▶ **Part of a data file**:
***
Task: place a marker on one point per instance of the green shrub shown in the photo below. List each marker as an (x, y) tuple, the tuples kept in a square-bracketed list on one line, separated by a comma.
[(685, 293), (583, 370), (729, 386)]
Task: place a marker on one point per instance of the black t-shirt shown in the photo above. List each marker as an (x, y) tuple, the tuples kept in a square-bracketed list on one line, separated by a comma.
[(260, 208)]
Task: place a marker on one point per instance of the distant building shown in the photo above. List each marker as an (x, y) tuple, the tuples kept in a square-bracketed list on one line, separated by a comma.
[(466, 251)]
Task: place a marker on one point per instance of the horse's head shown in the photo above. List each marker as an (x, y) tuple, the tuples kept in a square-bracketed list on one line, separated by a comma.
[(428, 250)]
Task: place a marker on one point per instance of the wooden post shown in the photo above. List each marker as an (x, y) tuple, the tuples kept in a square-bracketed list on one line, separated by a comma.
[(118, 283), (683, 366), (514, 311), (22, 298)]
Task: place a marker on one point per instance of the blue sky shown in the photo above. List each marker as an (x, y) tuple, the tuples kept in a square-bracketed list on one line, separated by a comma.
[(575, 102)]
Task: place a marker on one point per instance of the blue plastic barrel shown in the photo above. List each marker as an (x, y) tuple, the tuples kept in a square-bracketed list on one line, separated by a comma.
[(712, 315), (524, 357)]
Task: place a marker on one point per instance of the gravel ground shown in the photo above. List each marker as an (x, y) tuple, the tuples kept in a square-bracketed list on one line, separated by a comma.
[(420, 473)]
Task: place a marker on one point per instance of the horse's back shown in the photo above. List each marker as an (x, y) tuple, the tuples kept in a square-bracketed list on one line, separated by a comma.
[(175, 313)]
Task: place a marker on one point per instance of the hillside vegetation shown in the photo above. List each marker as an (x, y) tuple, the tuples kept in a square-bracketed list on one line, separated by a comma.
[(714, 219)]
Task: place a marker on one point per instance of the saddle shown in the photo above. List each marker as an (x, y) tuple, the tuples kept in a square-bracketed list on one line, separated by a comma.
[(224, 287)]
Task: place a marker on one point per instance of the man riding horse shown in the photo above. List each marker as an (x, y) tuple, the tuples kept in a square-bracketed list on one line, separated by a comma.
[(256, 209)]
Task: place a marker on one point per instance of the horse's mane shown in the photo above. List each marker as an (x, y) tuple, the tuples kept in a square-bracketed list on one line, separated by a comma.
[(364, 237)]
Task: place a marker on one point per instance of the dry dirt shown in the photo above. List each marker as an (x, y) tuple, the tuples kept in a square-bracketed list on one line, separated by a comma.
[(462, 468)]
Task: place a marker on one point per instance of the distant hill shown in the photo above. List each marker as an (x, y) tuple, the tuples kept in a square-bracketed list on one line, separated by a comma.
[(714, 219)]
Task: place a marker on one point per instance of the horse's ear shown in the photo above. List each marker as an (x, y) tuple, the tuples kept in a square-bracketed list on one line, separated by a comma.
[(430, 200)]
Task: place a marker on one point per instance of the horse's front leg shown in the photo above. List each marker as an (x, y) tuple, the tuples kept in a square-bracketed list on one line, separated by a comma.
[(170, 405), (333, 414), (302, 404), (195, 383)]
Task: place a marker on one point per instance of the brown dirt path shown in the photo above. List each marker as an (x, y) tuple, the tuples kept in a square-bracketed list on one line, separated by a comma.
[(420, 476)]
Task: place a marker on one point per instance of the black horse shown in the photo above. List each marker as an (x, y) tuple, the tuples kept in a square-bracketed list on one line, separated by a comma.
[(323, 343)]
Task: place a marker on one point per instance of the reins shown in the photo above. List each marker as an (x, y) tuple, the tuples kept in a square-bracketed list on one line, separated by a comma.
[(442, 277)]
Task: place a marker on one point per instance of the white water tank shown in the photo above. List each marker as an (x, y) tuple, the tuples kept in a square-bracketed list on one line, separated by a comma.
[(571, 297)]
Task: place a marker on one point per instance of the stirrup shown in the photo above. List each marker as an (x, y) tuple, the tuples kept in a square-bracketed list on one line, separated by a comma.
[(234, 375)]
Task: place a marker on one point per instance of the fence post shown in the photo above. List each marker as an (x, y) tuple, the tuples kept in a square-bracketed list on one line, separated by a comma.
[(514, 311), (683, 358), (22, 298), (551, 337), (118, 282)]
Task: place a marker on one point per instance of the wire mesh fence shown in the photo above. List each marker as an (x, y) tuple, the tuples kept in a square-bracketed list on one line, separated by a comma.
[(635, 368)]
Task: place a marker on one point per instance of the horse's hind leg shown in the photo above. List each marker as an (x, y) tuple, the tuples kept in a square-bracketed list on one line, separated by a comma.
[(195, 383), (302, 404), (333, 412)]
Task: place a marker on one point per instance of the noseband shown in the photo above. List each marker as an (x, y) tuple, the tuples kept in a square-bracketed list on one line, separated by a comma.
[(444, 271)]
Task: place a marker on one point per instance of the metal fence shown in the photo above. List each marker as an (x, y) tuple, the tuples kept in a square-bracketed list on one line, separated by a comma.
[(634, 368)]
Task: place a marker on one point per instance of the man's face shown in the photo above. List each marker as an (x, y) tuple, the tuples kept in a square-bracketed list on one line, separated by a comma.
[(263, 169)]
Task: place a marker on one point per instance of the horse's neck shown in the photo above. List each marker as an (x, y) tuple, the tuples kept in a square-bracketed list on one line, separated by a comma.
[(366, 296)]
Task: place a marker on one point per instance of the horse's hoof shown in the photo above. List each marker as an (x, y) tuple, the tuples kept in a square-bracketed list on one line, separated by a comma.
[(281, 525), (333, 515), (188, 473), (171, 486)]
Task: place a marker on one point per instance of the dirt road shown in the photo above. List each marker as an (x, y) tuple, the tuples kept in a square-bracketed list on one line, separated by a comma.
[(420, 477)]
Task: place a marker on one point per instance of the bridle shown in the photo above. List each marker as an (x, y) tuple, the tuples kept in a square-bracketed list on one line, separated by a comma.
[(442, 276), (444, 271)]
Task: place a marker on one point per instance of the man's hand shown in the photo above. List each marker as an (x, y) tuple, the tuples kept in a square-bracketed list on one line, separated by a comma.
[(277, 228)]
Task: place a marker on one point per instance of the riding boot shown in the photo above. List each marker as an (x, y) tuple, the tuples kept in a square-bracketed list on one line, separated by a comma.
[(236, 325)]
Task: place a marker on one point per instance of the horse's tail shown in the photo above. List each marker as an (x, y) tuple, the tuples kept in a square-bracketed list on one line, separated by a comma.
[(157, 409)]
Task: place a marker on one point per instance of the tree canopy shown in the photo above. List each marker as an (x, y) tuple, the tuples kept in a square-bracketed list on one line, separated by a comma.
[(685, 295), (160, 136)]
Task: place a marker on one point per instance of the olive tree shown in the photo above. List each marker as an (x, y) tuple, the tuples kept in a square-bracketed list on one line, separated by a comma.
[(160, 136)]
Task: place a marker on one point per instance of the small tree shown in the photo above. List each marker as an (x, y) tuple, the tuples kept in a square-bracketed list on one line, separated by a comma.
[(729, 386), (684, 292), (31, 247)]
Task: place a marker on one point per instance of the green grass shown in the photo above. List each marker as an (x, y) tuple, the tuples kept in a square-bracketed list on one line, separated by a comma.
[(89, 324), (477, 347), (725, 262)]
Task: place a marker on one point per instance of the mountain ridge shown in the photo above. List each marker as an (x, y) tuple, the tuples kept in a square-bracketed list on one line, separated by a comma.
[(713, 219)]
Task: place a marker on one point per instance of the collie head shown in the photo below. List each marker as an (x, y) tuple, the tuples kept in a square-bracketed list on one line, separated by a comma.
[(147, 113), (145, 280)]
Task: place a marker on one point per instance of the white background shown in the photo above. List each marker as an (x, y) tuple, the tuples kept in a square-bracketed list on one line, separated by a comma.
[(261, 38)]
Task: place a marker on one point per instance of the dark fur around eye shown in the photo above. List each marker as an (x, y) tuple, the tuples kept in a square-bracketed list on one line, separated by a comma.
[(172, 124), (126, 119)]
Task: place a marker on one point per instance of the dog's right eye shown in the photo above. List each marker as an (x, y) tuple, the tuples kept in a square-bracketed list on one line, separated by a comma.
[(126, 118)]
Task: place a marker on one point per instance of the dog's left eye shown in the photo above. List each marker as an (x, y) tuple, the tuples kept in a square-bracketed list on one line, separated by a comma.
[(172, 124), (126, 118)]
***
▶ **Task details**:
Put the items from the line with "of the gravel" up to and including the line with "[(420, 473)]" into a two-column CSV with the columns text and answer, one row per item. Wrap each field in quotes and turn any line breaks into spaces.

▶ **Exercise output**:
text,answer
"Task: place a marker on one point per instance of the gravel ground shown in the photo above. List each marker as an (x, y) tuple, the tuples kept in a square-bracketed list on one line, separated by a comma.","[(420, 473)]"